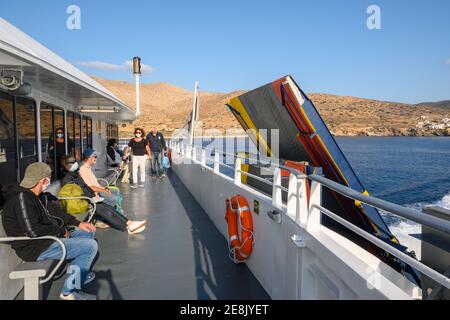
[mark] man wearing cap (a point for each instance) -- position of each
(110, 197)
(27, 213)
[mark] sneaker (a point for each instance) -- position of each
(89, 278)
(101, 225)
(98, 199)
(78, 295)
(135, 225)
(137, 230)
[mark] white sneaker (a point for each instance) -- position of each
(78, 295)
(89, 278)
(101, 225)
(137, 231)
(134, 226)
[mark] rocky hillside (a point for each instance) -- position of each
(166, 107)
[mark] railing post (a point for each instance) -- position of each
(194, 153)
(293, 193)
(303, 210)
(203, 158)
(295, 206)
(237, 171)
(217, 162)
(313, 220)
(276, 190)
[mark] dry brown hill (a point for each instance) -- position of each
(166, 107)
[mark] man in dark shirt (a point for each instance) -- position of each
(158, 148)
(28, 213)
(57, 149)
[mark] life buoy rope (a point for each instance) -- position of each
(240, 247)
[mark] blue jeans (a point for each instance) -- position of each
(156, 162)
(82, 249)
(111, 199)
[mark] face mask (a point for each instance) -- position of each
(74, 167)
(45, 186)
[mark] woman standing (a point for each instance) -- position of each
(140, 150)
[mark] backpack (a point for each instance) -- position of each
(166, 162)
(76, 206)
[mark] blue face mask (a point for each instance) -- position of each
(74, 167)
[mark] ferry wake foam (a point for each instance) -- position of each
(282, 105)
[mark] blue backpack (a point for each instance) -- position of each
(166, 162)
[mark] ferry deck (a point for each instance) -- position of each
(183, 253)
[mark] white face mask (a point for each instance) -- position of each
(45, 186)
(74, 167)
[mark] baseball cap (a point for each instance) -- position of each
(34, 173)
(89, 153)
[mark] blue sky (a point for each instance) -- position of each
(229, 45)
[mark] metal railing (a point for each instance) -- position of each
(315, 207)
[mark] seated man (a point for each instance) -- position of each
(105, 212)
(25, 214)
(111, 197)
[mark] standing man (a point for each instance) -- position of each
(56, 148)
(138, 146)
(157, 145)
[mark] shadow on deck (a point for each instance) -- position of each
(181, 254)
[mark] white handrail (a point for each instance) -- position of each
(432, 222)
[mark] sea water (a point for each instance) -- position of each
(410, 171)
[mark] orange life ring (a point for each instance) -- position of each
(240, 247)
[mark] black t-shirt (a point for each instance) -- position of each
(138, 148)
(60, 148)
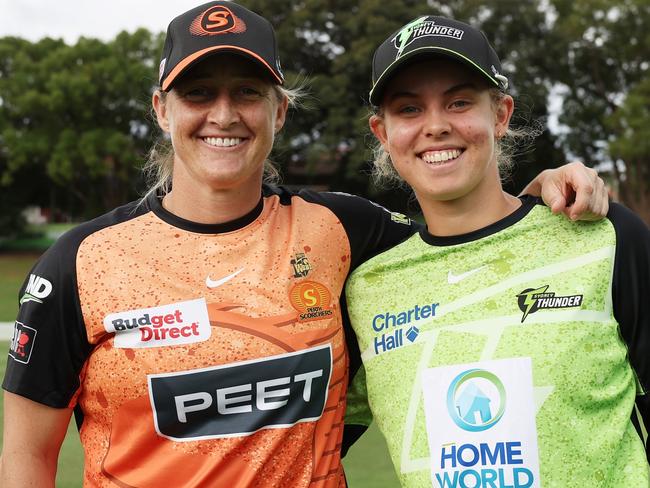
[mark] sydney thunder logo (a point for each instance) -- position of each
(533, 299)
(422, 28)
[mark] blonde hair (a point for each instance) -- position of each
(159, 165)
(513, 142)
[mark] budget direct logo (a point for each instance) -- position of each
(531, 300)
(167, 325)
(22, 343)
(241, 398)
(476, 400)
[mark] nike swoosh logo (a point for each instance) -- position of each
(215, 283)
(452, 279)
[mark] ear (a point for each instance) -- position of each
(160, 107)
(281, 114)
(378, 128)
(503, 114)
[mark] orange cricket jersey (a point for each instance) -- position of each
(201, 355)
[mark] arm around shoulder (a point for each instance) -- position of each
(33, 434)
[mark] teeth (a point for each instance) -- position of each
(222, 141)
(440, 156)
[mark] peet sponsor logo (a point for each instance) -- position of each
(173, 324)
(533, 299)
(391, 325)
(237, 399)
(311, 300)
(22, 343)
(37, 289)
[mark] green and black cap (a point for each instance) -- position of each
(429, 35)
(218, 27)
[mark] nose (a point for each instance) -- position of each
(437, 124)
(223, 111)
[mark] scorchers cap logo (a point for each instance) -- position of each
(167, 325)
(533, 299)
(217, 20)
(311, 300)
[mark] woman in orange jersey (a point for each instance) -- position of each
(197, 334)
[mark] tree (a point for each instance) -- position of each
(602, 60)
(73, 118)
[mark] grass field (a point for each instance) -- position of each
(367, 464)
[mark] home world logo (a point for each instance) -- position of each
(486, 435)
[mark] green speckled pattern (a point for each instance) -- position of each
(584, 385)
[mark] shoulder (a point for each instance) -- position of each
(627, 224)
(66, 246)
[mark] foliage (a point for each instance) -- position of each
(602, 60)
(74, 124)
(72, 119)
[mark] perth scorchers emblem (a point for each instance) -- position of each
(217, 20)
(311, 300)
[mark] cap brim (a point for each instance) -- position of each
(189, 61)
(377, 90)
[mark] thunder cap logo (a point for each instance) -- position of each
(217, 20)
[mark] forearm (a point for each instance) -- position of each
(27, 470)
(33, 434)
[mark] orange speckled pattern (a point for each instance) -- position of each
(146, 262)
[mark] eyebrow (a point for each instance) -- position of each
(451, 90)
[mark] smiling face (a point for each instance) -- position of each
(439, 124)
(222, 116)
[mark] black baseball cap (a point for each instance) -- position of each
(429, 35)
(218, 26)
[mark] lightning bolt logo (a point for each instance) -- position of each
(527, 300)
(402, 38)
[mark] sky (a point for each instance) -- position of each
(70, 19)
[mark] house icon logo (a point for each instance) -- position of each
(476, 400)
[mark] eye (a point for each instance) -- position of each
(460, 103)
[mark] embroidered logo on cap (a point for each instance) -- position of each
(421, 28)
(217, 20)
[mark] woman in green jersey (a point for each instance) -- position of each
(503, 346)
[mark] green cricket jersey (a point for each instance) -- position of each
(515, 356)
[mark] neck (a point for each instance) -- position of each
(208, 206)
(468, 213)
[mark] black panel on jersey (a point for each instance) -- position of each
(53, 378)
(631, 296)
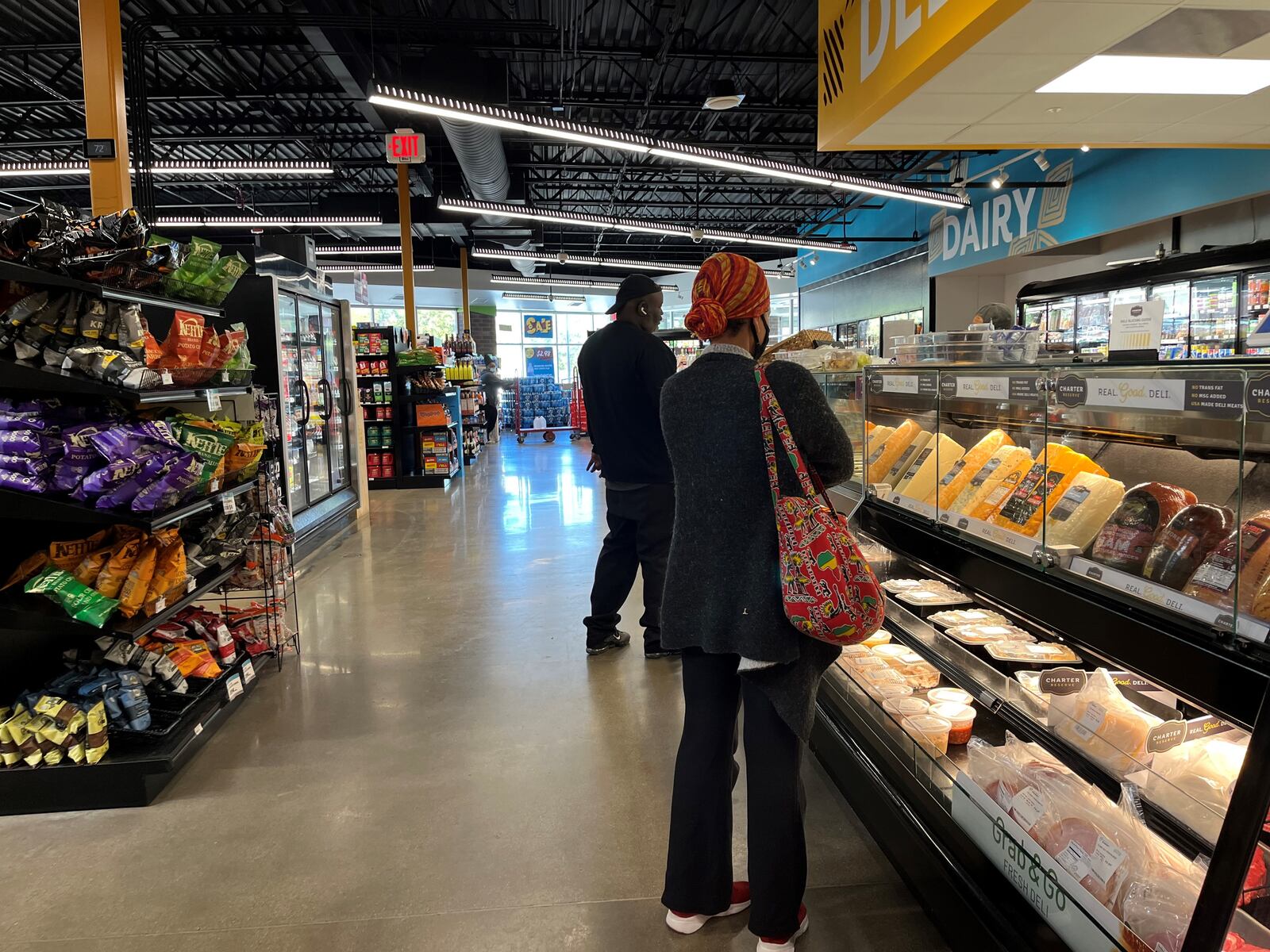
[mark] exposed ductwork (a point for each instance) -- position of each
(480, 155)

Your goal: Beginning with the line that contains "[mark] green speckled" and ending with the last line of the data above, output those lines exactly and nothing more, without any pictures.

Exercise result:
[mark] green speckled pattern (a point for each instance) -- position of each
(584, 385)
[mark] shoulder (a point for each instance) -- position of each
(627, 224)
(66, 246)
[mark] foliage (a point for each instance) -- position of each
(602, 60)
(74, 124)
(72, 119)
[mark] perth scorchers emblem (a point for each instance) -- position of each
(217, 20)
(311, 300)
[mark] cap brim (a point for each instance) -- position of each
(189, 61)
(377, 90)
[mark] thunder cap logo (a point for each instance) -- position of each
(217, 20)
[mark] forearm (a point for each instance) -- position of each
(27, 470)
(33, 434)
[mark] orange speckled pattern (a point for each instance) -- position of each
(146, 262)
[mark] eyebrow (a point for each instance) -- position of each
(451, 90)
[mark] smiling face (a point for each instance) -- position of each
(439, 124)
(222, 116)
[mark] black baseball cap (a point for each instance) -- position of each
(429, 35)
(218, 26)
[mark] lightning bolt logo (a point for each instance) -- position of each
(527, 300)
(402, 38)
[mark] sky (a point for each instance) -- position of each
(70, 19)
[mark] house icon logo (a point for each instance) -- position of each
(476, 400)
[mark] eye (a point for each instance) -- position of each
(460, 103)
[mark] embroidered logo on cap (a point for each instance) -- position of each
(421, 28)
(217, 20)
[mark] woman in green jersey (a point for each instance) -- position of each
(503, 346)
[mark] green cricket jersey (a point for each instance) -- position of each
(515, 356)
[mark] neck (a point for each instance) -- position of each
(208, 206)
(468, 213)
[mark] black panel on jersey (a point for each instance) -- position of each
(53, 378)
(631, 296)
[mark] exposed ductwork (a point for each instance) -- position of each
(480, 155)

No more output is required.